__AIM__.
Go through the material and write it all out exactly, minus the pictures.

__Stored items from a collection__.
▼

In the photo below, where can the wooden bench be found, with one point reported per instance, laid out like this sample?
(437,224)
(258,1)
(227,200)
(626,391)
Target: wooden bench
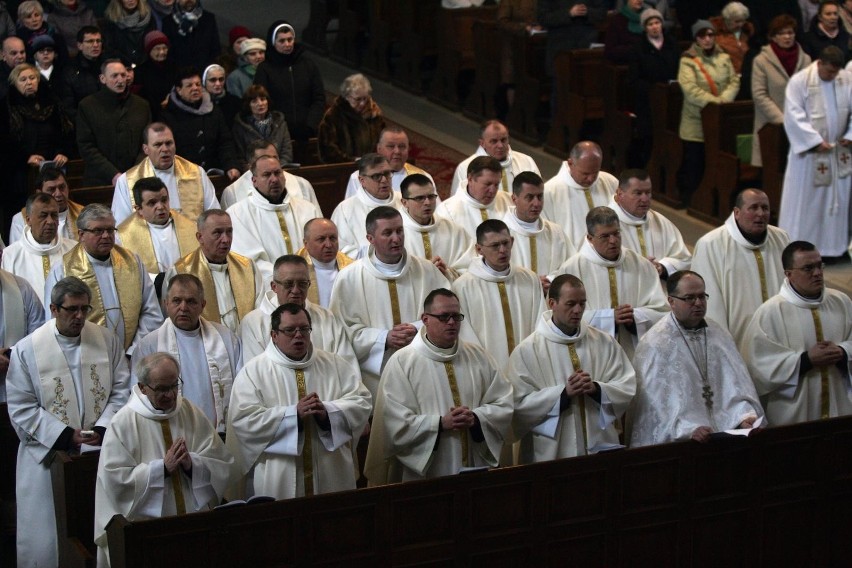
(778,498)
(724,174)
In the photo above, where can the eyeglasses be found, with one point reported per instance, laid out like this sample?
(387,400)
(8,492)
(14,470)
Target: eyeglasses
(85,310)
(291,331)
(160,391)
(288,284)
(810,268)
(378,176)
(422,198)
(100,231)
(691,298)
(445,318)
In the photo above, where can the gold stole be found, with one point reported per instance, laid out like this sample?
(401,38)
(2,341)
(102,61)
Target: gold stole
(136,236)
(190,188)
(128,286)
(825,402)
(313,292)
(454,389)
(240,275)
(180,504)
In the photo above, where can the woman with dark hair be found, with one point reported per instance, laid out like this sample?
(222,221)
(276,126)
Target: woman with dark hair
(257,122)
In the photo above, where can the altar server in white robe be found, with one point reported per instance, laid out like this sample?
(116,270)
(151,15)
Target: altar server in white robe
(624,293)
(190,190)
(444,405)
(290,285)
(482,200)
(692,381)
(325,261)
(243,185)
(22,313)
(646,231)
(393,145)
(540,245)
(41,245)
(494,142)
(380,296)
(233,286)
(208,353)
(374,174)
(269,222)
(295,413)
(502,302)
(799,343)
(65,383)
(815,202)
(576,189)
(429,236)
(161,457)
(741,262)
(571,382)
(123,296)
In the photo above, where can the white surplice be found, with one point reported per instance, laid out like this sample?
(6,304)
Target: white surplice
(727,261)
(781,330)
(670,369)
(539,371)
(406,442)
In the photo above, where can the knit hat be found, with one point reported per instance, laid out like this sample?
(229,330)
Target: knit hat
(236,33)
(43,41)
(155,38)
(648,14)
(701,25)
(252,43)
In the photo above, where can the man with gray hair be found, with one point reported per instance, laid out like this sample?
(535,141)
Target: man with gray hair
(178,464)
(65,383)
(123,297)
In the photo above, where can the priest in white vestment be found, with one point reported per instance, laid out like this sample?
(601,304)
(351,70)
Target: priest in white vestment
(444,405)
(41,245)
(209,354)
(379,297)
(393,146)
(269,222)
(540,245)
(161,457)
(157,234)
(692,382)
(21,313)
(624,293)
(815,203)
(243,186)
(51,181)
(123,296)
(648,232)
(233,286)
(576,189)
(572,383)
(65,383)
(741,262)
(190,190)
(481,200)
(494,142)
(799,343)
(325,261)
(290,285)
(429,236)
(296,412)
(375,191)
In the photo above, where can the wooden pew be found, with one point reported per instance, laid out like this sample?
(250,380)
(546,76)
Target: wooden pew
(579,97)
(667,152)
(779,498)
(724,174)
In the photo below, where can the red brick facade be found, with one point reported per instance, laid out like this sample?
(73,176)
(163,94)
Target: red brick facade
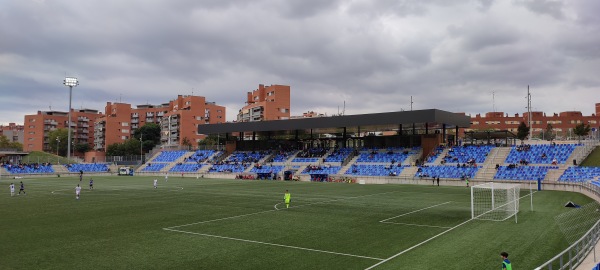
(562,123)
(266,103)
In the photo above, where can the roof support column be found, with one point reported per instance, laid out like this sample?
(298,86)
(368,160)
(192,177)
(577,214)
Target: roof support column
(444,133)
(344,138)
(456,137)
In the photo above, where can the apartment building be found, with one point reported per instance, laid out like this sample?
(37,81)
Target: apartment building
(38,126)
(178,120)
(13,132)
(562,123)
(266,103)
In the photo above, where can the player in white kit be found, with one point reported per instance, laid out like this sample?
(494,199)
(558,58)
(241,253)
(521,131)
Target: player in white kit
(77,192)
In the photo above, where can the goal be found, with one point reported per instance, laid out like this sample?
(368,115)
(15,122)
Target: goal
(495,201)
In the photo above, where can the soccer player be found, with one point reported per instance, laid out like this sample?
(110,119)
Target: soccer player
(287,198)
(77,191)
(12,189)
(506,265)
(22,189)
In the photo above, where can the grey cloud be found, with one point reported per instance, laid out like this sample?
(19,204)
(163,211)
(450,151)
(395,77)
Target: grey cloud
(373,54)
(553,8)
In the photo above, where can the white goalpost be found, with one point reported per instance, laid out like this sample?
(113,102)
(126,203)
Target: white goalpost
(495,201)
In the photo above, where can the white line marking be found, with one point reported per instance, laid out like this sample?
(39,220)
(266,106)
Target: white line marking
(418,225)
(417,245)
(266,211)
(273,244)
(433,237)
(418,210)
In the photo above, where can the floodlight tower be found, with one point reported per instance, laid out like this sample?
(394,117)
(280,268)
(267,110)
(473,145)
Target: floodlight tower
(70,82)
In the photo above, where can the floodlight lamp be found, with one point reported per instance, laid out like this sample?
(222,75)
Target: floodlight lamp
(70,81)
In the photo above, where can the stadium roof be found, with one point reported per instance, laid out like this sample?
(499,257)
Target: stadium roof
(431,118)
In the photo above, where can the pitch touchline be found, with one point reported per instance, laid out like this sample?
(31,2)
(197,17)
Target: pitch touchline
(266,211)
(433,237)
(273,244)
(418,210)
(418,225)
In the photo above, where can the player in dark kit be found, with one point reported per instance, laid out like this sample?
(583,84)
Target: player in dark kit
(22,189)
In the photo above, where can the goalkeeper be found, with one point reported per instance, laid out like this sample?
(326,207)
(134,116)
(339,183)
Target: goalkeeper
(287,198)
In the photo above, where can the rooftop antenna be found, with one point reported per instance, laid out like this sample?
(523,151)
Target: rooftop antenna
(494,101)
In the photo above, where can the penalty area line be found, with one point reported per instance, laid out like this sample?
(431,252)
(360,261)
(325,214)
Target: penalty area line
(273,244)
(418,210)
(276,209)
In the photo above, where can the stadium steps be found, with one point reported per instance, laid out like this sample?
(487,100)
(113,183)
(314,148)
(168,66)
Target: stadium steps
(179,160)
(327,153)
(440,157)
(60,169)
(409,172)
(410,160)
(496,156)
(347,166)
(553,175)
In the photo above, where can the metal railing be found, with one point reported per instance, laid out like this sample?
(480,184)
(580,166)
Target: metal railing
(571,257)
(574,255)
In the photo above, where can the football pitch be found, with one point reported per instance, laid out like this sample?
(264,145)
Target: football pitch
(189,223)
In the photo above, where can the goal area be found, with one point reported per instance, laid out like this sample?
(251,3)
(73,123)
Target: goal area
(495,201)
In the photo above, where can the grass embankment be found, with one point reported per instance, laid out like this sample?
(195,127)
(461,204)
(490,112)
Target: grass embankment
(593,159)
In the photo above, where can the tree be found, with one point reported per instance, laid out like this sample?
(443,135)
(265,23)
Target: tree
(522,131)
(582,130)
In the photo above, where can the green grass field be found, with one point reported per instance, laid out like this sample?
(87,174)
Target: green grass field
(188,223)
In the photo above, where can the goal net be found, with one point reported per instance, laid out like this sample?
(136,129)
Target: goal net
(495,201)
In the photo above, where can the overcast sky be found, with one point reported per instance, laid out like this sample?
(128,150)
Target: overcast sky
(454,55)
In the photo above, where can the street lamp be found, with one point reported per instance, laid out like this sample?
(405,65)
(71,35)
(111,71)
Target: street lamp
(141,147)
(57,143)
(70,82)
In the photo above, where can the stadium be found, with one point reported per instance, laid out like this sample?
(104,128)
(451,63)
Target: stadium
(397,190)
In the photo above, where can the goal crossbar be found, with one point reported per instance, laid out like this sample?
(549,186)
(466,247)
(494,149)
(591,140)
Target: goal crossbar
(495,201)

▲

__EXERCISE OUTPUT__.
In the photo below, where can the wooden bench be found, with one point reported per instance, laid out like this sample?
(437,224)
(258,1)
(227,200)
(626,391)
Target: wooden bench
(778,498)
(724,174)
In the photo above, where can the eyeglasses be found, with one point reported per instance, laid out like this sample?
(387,400)
(8,492)
(14,470)
Target: eyeglasses
(85,310)
(291,331)
(160,391)
(288,284)
(810,268)
(378,176)
(422,198)
(100,231)
(691,298)
(445,318)
In the photo above, where can the gold stole be found, with one point reported per instance, laid out like this sample?
(401,38)
(2,341)
(102,61)
Target: gold stole
(136,236)
(190,188)
(128,286)
(825,402)
(313,292)
(454,389)
(240,275)
(180,504)
In the photo above, where can the woman with dark hair be found, with one point reported per instance, laid out like this sample?
(222,221)
(276,126)
Target: woman with dark hair
(257,122)
In the photo above, where can the altar server in white robe be found, with one point reported per instance, laid out like this sample?
(116,270)
(151,15)
Target: altar server in white robe
(624,293)
(190,190)
(444,405)
(290,285)
(482,200)
(692,381)
(325,261)
(243,185)
(22,313)
(646,231)
(393,145)
(540,245)
(41,245)
(494,142)
(380,296)
(233,286)
(208,353)
(374,174)
(269,222)
(295,413)
(502,302)
(799,343)
(65,383)
(815,202)
(576,189)
(429,236)
(161,457)
(741,262)
(571,382)
(123,296)
In the photo above, where can the white surplice be found, with one point reported per instance, laid out like this sample?
(6,304)
Target: white surplice
(727,261)
(781,330)
(670,369)
(539,371)
(406,442)
In the photo above, where can the knit hat be found, with one point reported per instance, laid out like this sample?
(229,330)
Target: knit hat
(236,33)
(43,41)
(155,38)
(648,14)
(701,25)
(252,43)
In the photo above, where can the man with gray hair be found, with one point reported per instance, laid out like this sample?
(535,141)
Target: man with gray hair
(178,464)
(65,383)
(123,297)
In the photo above, where can the priest in white vestment be found, with one point reported per instance, laid out like this sample?
(601,304)
(351,70)
Target: priest in white vestment
(444,405)
(41,245)
(209,354)
(379,297)
(393,146)
(269,222)
(540,245)
(161,457)
(157,234)
(692,382)
(21,313)
(624,293)
(815,203)
(243,186)
(51,181)
(123,296)
(648,232)
(233,286)
(576,189)
(572,383)
(65,383)
(741,262)
(190,190)
(481,200)
(494,142)
(799,343)
(325,261)
(290,285)
(429,236)
(296,412)
(375,191)
In the photo above, where can the wooden pew be found, with one point reported per instance, laid out like this sample?
(250,380)
(546,76)
Target: wooden pew
(579,97)
(667,152)
(779,498)
(724,174)
In the photo below, where can the red brick facade be found, with one point reported per instance, laid out like this sample?
(73,176)
(163,94)
Target: red brick facade
(562,123)
(266,103)
In the photo above, where can the roof support column be found, with one point reported per instance, laid out like this sample?
(298,86)
(368,160)
(192,177)
(577,214)
Target: roof support column
(444,133)
(344,138)
(456,137)
In the photo above, where can the apartment building be found, with one point reported per instance, laid out like this sample?
(37,81)
Target: apartment building
(38,126)
(178,120)
(13,132)
(562,123)
(266,103)
In the photo above, where can the player in white kit be found, with one point reported per instance, laid out like this sample?
(494,199)
(558,58)
(241,253)
(521,131)
Target: player in white kit
(77,192)
In the photo above, where can the goal be found, with one point reported per instance, laid out like this sample?
(368,115)
(15,122)
Target: goal
(495,201)
In the photo above, where can the soccer player be found, with one point reported per instance, laid out like this sample?
(110,119)
Target: soccer player
(287,198)
(77,191)
(12,189)
(506,265)
(22,189)
In the photo above, where can the grey cloud be found, with one point reported per instance, laid out like this sample?
(19,204)
(163,211)
(450,151)
(395,77)
Target: grey cloud
(373,54)
(553,8)
In the photo above, where can the white goalpost be found, with one point reported per instance, laid out like this sample?
(113,102)
(126,203)
Target: white goalpost
(495,201)
In the photo above, where can the white line marking be found, with one point reported per instance, laid out like this sample?
(39,220)
(266,106)
Target: white line marking
(418,225)
(417,245)
(266,211)
(273,244)
(433,237)
(418,210)
In the photo above, where can the floodlight tower be found, with one point reported per instance, laid out like this sample?
(394,117)
(280,268)
(267,110)
(473,145)
Target: floodlight tower
(70,82)
In the photo above, where can the floodlight lamp be found, with one point reported per instance, laid out like this sample?
(222,75)
Target: floodlight lamp
(70,81)
In the photo above, where can the stadium roof be found, with one point reported per instance, laid out like this sample?
(499,257)
Target: stadium roof
(431,118)
In the photo above, where can the pitch touchline be found, with one point reported per instance, laid out like this sample?
(31,2)
(197,17)
Target: pitch touchline
(266,211)
(433,237)
(273,244)
(418,210)
(418,225)
In the photo above, where can the player in dark kit be found, with one point reported per instance, laid out like this sample?
(583,84)
Target: player in dark kit
(22,189)
In the photo above, where can the goalkeeper be found, with one point reported per instance, laid out like this sample?
(326,207)
(134,116)
(339,183)
Target: goalkeeper
(287,198)
In the photo above, where can the rooftop antenna be found, with one point reported per instance, laid out like this sample?
(523,151)
Target: rooftop antenna
(494,101)
In the photo above, where can the penalty area line be found, with one point reported per instance, laid out like this sample?
(431,252)
(360,261)
(325,214)
Target: penalty area line
(273,244)
(418,210)
(276,209)
In the photo above, where can the stadium steps be found, with one point reported per instance, laid out like this sample?
(487,100)
(113,183)
(314,148)
(168,66)
Target: stadium steps
(179,160)
(327,153)
(440,157)
(60,169)
(409,172)
(410,160)
(496,156)
(347,166)
(553,175)
In the photo above, where can the metal railing be found, with one point reported per instance, laid out like this sample?
(480,184)
(580,166)
Target: metal railing
(571,257)
(574,255)
In the photo above, where can the football pitch be found, with one point reported per instance, laid out like this sample?
(264,145)
Target: football pitch
(189,223)
In the photo above, where can the goal area be found, with one point reported per instance, laid out like this sample?
(251,3)
(73,123)
Target: goal area
(495,201)
In the photo above, where can the grass embankment be found, with one point reported per instance, laid out like this sample?
(195,127)
(461,204)
(490,112)
Target: grass embankment
(593,159)
In the photo above, where can the tree be found, with one point reported per instance, laid out like this sample?
(443,135)
(265,23)
Target: tree
(522,131)
(582,130)
In the photo above, where can the green grass field be found, with one point reported per instance, laid out like this sample?
(87,174)
Target: green grass field
(188,223)
In the photo above, where can the goal net be found, with one point reported per instance, laid out like this sample?
(136,129)
Target: goal net
(495,201)
In the photo above, where can the overcast sky be found, with one point reported per instance, laid out like this sample?
(128,150)
Target: overcast sky
(454,55)
In the photo above, where can the street lamp be found, with one point reported per instance, laid out like this sample?
(405,65)
(71,35)
(111,71)
Target: street lamp
(141,147)
(57,143)
(70,82)
In the photo above, where can the stadium be found, with one point reported per instance, laid out like this sample?
(104,128)
(451,63)
Target: stadium
(397,190)
In the photo above, where can the goal crossbar be found, with one point reported per instance, laid out like this sample?
(549,186)
(466,247)
(494,149)
(591,140)
Target: goal crossbar
(495,201)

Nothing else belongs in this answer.